-- Given passage follows --

Dressed only in his blanket, Polkinghorn and the twelve survivors from H.M.S. Peterel's last stand were taken to Lungwah for examination and interrogation, though no medical treatment was forthcoming. A glimpse of the privations that lay ahead over the next four long years in Japanese prisoner of war camps. Later the same day they were moved to Long Wharf by tug and passing the Peterel's mooring proudly saluted the resting place of their ship. En route they also noted the Rising Sun flying at the masthead of the American gunboat U.S.S. Wake which had been surrendered without a fight. An Hongchew Naval Barracks, Polkinghorn at last received some rudimentary medical attention and underwent the amputation of the third finger of his right hand.

On 9 December the gallant ship's company commenced its incarceration at No 10 Kiang Wang Road Naval Prisoners Camp. In a rare display of chivalry, Polkinghorn became a respected figure in Japanese Naval circles, and it was generally agreed that by refusing to surrender his ship he had 'maintained the highest traditions of the Royal Navy'. Indeed the mention of Polkinghorn's name would on occasion bring a Japanese Naval officer to the salute.

-- Given passage concluded --
-- Entries shown follows --

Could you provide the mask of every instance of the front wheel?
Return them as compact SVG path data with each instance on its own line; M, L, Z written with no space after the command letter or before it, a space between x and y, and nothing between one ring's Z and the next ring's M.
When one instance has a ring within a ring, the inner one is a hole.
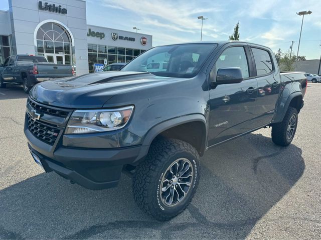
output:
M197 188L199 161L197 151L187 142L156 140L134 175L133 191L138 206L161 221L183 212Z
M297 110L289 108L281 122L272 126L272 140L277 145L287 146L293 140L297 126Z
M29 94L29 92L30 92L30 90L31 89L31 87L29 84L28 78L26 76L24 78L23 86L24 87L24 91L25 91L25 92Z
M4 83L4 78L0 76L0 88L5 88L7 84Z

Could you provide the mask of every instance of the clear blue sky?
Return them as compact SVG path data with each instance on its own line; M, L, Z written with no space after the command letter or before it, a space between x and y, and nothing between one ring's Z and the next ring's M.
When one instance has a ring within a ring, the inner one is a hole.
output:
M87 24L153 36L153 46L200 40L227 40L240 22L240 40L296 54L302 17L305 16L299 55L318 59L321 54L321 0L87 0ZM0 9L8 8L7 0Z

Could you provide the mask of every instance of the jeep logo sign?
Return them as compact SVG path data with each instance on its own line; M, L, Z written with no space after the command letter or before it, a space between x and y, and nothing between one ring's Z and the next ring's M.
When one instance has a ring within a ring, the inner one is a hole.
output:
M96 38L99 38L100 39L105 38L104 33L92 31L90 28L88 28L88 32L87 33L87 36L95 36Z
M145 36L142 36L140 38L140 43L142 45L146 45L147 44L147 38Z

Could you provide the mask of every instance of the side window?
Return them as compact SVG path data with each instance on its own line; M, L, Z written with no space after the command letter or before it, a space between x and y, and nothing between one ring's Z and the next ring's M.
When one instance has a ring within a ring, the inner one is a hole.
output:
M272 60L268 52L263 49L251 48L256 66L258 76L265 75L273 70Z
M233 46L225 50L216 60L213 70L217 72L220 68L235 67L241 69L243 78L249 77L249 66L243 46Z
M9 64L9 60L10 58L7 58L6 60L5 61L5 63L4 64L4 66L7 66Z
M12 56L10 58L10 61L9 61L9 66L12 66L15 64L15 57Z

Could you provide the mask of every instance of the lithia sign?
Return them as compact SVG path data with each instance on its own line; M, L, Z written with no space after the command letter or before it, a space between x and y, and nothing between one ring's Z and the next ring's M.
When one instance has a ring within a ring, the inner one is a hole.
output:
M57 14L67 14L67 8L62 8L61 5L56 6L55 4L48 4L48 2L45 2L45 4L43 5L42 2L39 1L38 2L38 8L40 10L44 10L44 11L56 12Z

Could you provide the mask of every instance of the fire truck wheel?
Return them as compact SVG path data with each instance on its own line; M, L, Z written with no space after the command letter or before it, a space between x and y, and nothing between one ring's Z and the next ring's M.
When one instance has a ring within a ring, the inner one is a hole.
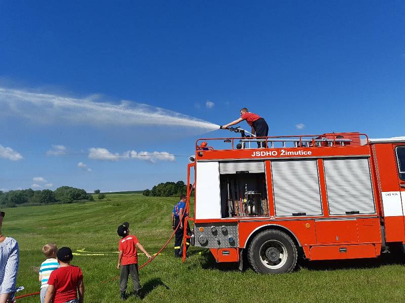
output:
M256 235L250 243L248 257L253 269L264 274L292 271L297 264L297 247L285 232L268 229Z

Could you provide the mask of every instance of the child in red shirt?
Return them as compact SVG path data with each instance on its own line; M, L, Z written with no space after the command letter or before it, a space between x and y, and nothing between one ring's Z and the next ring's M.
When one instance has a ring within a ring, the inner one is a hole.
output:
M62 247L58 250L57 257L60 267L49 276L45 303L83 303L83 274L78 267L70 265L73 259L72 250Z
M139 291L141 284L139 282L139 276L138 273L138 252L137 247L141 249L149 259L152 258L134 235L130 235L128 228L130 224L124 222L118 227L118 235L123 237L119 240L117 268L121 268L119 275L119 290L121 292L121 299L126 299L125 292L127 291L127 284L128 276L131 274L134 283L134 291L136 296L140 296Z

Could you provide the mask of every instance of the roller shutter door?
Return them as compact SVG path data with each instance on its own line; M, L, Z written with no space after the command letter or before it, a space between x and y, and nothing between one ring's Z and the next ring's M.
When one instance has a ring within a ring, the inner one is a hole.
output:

-- Entries shown concluded --

What to do –
Reproduce the passage about Polkinghorn and the Peterel survivors word for word, from start to finish.

Output –
Dressed only in his blanket, Polkinghorn and the twelve survivors from H.M.S. Peterel's last stand were taken to Lungwah for examination and interrogation, though no medical treatment was forthcoming. A glimpse of the privations that lay ahead over the next four long years in Japanese prisoner of war camps. Later the same day they were moved to Long Wharf by tug and passing the Peterel's mooring proudly saluted the resting place of their ship. En route they also noted the Rising Sun flying at the masthead of the American gunboat U.S.S. Wake which had been surrendered without a fight. An Hongchew Naval Barracks, Polkinghorn at last received some rudimentary medical attention and underwent the amputation of the third finger of his right hand.

On 9 December the gallant ship's company commenced its incarceration at No 10 Kiang Wang Road Naval Prisoners Camp. In a rare display of chivalry, Polkinghorn became a respected figure in Japanese Naval circles, and it was generally agreed that by refusing to surrender his ship he had 'maintained the highest traditions of the Royal Navy'. Indeed the mention of Polkinghorn's name would on occasion bring a Japanese Naval officer to the salute.